— begin Available data —

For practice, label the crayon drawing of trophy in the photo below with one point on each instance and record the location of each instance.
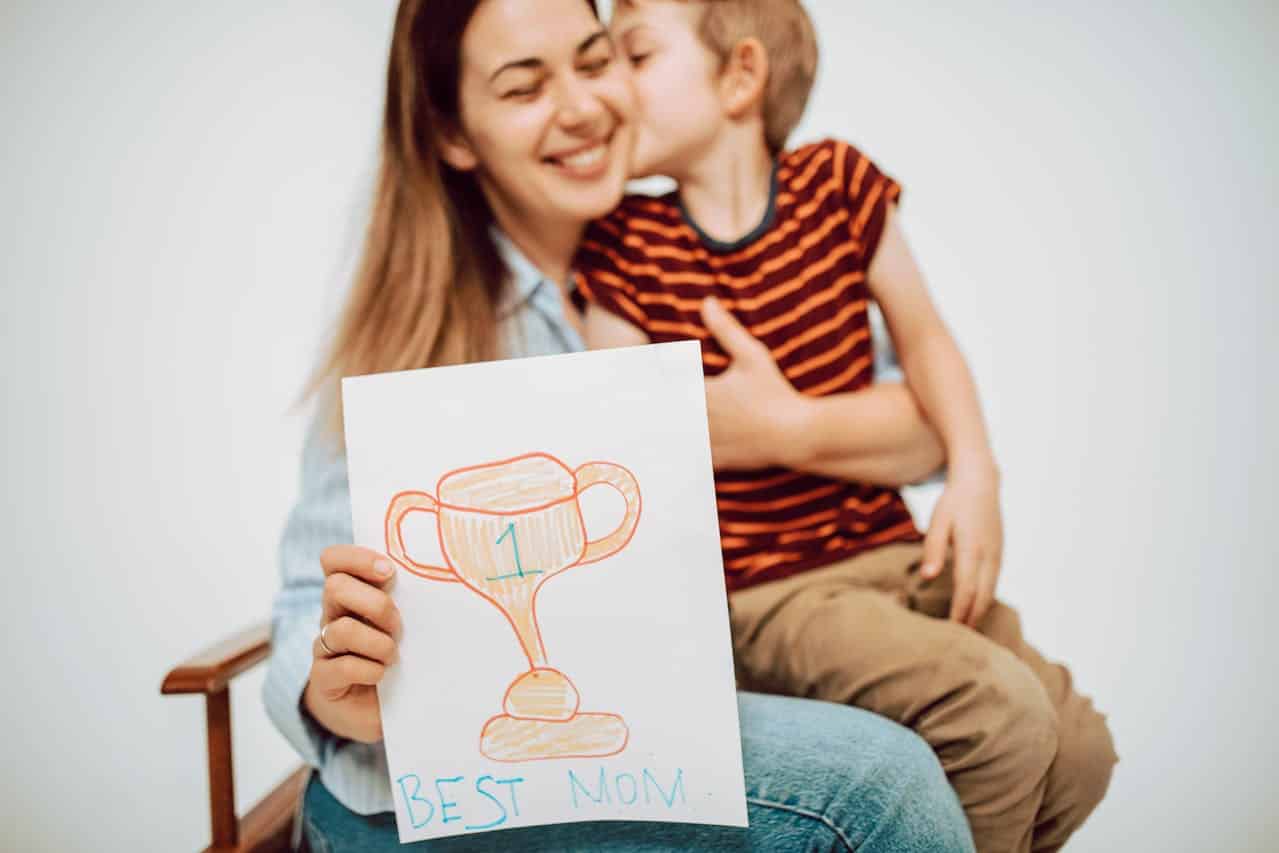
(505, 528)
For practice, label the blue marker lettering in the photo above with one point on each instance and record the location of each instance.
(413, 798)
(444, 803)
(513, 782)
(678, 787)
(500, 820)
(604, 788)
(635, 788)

— end Available data —
— begin Available data —

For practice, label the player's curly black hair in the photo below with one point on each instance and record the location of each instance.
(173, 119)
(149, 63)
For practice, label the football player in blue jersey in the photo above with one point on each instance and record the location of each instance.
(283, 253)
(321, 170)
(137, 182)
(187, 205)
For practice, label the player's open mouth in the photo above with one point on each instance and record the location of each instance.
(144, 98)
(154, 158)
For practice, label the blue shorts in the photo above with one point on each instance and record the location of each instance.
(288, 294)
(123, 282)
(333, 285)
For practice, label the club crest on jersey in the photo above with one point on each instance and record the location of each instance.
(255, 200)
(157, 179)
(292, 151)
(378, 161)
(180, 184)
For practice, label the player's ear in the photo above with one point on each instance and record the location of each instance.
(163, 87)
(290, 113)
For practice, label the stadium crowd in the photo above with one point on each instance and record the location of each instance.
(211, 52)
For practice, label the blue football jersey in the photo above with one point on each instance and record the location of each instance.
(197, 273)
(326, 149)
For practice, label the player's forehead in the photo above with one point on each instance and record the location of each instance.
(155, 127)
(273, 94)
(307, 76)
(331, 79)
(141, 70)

— end Available data —

Find each line in the listing above that contains the string "below" and copy those lines.

For practice, label the crayon drawing of trophy in the photo below with one point on each instance and record the location of each instance.
For practice, label the player's curly black hair in the photo below with one point on each instance and record the location of each instance.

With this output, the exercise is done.